Using the records that follow, copy every line containing the word "blue".

************

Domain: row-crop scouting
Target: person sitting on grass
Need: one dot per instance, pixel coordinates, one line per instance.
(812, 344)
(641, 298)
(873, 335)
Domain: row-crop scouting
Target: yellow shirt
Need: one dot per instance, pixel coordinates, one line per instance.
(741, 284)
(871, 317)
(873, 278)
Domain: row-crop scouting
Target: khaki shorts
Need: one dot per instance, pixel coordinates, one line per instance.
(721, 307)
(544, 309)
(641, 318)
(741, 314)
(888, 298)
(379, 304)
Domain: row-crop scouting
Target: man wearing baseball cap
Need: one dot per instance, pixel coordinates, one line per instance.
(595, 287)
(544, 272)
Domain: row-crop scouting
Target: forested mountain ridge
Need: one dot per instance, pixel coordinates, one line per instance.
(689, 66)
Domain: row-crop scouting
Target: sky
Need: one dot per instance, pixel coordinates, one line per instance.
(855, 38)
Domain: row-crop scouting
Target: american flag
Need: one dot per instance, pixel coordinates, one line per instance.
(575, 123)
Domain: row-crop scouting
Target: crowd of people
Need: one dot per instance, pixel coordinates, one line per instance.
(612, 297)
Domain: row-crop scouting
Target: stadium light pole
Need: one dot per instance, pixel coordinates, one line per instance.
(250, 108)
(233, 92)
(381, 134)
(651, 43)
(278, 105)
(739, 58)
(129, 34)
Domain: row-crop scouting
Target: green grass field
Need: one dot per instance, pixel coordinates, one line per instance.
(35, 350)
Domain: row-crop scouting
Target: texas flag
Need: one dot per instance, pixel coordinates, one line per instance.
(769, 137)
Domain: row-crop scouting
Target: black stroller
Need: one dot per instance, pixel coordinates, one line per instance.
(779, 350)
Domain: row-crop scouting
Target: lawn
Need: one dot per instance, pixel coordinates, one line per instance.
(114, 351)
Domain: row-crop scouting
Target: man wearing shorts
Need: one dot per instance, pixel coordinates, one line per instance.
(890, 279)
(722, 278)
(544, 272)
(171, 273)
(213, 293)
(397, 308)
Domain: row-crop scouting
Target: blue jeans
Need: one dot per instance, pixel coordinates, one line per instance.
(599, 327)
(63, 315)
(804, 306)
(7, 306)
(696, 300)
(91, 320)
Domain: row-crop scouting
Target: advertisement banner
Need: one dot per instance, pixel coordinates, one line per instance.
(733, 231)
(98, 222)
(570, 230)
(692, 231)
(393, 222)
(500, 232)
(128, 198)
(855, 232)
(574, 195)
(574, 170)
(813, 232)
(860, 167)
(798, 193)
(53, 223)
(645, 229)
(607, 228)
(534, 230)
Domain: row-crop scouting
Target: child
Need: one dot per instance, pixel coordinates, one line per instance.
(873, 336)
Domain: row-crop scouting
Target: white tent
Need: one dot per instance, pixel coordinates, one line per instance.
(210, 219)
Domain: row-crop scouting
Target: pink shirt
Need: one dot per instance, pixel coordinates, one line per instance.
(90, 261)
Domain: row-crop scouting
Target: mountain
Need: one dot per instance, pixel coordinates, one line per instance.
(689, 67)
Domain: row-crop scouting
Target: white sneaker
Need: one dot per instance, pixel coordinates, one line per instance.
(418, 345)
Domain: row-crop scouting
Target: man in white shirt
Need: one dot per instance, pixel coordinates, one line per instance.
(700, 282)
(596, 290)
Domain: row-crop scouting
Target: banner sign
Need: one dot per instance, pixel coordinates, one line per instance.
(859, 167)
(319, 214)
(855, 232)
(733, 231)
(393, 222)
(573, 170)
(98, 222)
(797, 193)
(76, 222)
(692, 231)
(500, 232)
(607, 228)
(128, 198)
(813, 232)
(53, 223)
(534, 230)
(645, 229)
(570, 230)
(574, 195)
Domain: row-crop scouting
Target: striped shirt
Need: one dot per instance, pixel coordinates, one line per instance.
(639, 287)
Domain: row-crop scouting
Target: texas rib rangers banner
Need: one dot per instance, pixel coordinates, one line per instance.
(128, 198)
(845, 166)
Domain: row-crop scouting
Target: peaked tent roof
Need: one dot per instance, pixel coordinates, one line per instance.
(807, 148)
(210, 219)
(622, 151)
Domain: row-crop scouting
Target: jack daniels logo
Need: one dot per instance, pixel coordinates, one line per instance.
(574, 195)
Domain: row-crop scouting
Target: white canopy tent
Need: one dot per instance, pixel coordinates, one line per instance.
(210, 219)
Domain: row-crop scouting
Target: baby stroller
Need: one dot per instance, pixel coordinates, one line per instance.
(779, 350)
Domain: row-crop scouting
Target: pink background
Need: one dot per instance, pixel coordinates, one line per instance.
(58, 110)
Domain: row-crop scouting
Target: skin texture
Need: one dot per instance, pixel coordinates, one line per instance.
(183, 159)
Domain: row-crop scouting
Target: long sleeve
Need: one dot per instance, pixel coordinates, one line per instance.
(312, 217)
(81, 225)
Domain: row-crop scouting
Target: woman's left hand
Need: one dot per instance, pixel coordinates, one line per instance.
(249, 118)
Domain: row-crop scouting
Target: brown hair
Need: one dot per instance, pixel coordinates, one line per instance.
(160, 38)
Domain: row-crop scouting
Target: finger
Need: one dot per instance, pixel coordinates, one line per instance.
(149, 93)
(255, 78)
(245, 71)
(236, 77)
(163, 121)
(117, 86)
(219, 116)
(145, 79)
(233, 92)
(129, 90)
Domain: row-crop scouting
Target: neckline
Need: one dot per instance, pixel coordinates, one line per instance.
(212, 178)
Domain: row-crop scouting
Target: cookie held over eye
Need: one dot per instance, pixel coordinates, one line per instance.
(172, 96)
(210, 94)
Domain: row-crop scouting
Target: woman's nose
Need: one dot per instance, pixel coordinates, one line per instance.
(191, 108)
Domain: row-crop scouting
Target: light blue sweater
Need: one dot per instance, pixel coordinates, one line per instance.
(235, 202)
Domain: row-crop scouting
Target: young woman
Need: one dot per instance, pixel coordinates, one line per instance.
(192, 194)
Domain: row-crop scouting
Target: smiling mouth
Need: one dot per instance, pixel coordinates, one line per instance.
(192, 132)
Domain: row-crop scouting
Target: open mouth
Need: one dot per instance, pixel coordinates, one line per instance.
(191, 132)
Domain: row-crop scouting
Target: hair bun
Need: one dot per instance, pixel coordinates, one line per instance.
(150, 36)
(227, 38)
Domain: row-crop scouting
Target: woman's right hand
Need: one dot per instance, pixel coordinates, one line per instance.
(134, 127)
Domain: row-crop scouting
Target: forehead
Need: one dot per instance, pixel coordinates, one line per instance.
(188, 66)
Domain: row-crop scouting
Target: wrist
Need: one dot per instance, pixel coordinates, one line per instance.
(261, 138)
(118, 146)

************

→ **Result of the exercise**:
Target: blue jeans
Target: light blue sweater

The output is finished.